* STATED TASK A *
Pick out every line of the listing that contains the string "hands", treating uppercase and lowercase letters as different.

* TEXT *

☆ ☆ ☆ ☆ ☆

He nodded. "Okay, then. Hey, you want to buy some smoke?"
"No, man. I don't."
He nodded again, head bobbing with a certain feral desperation, grin peeling up either side of his face.
I looked around. Broad daylight, a Sunday afternoon in downtown Denver. "No," I said. There's just something about this town.
My bad angel shrugged, scratched his face, asked for a light. I gave him one of the packs of matches I keep for just such moments. He asked if I had any change for the bus. I told him to go away. I was working, after all.
Three reasons I'm a fan of the Wazee:
One, should I ever decide to slip back into old, bad habits, the corner of 15th and Wazee streets is centrally located enough that, without too much walking, I could score just about any old thing I needed. And while, yeah, the odds are good that Scratchy McGee wasn't holding anything but the knife he would've used to unzip me had I been dim enough to follow him into the alley to buy a bag of his phantom weed, there are a lot of other corners in this part of town. No matter how many loft developments get thrown up, no matter how many wine bars or architectural studios are crammed into the old blocks, this is still Denver's historical tenderloin. There are ghosts here older than anyone now stalking the pavement. Plenty of them are still looking for a fix.
Two, the Wazee itself isn't exactly short on history. Open since 1974, it predates all the hipness, all the gentrification, all the retro this-and-that of LoDo. Founders Angelo and Jim Karagas actually opened their first spot, My Brother's Bar, in 1969, nine blocks farther down 15th, in a neighborhood known more for the rattle in the trap and the briskness of illicit trade than anything else. But the brothers obviously had a taste for sketchy 'hoods (and the kinds of places where sketchy hoods might tip a bit of whiskey), because thirty-odd years ago, they took a look at this former plumbing-supply warehouse and said to themselves, "Hey, you know what would work great here? A bar!"
And they were right. The Wazee has aged well — not so much like a fine wine, but more like that last bottle of beer that somehow got shoved to the back of the fridge, the one you find accidentally, joyously, on a hot night long after last call, when you'd gladly sell your brother to a passing gypsy for just one more drink. Nothing tastes better than a lost-and-found beer when you really need it. No place works better than the Wazee when you need a place to crash-land for a couple of hours, a couple of years, a lifetime. It's seen some famous faces in its time (and it had one as an owner, since John Hickenlooper's restaurant group bought it after Angelo Karagas passed away), but has also served 10,000 times as many nobodies like me. Families eat here. Politicians, lawyers, writers and other lowlifes gather here. Drunken mobs of sports fans with pony-keg bellies and hot, flushed faces sometimes descend on the bar and yell at the televisions — but even then, it has a weird sort of placid class. No matter what happens at the Wazee, the walls have seen better and they've seen worse. For some reason, I find this comforting.

☆ ☆ ☆ ☆ ☆

Records contained in a dataset
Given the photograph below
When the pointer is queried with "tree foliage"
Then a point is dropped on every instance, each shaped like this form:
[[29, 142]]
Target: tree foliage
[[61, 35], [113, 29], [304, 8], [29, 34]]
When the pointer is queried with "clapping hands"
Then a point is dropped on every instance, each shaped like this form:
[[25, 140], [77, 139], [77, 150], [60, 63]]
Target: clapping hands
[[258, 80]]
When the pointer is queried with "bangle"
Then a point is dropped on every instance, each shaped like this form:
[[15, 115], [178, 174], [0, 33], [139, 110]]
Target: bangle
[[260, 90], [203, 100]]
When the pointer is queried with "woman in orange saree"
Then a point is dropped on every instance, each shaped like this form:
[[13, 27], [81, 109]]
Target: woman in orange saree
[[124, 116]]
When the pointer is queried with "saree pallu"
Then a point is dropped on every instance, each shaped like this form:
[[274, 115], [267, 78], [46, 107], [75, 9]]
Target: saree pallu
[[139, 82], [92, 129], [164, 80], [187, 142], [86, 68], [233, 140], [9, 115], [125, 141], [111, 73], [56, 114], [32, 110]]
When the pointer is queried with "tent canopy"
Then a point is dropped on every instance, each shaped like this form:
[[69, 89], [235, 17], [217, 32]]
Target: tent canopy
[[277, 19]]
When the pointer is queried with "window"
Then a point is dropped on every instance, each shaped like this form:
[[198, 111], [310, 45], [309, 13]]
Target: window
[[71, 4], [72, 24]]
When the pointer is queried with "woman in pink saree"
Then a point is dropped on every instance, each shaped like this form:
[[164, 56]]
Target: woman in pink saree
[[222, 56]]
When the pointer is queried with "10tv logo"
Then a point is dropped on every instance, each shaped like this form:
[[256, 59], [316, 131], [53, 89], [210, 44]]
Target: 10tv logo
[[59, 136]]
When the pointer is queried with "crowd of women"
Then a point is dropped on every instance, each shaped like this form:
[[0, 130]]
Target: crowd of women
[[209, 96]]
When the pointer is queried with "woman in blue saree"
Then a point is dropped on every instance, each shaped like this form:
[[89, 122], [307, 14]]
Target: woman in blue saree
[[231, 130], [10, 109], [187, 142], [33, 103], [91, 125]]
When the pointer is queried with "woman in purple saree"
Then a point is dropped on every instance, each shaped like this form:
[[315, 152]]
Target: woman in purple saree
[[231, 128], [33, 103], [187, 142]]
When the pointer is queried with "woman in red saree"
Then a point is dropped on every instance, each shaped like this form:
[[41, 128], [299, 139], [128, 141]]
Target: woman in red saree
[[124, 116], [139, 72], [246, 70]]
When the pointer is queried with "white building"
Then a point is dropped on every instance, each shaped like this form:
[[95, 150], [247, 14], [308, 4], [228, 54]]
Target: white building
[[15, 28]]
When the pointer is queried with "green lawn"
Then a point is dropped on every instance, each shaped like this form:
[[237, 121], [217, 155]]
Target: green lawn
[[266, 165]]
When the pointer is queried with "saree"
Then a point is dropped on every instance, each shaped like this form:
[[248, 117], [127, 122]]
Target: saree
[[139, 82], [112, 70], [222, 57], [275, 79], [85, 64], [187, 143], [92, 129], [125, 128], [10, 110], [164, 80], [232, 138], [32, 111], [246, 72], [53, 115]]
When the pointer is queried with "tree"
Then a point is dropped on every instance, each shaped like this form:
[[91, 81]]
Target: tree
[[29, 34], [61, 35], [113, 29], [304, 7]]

☆ ☆ ☆ ☆ ☆

* STATED TASK B *
In the text about the Wazee bar, what had the building been before it became a bar?

* TASK SOLUTION A *
When the pointer is queried with "clapping hands"
Target: clapping hands

* TASK SOLUTION B *
It was a former plumbing-supply warehouse.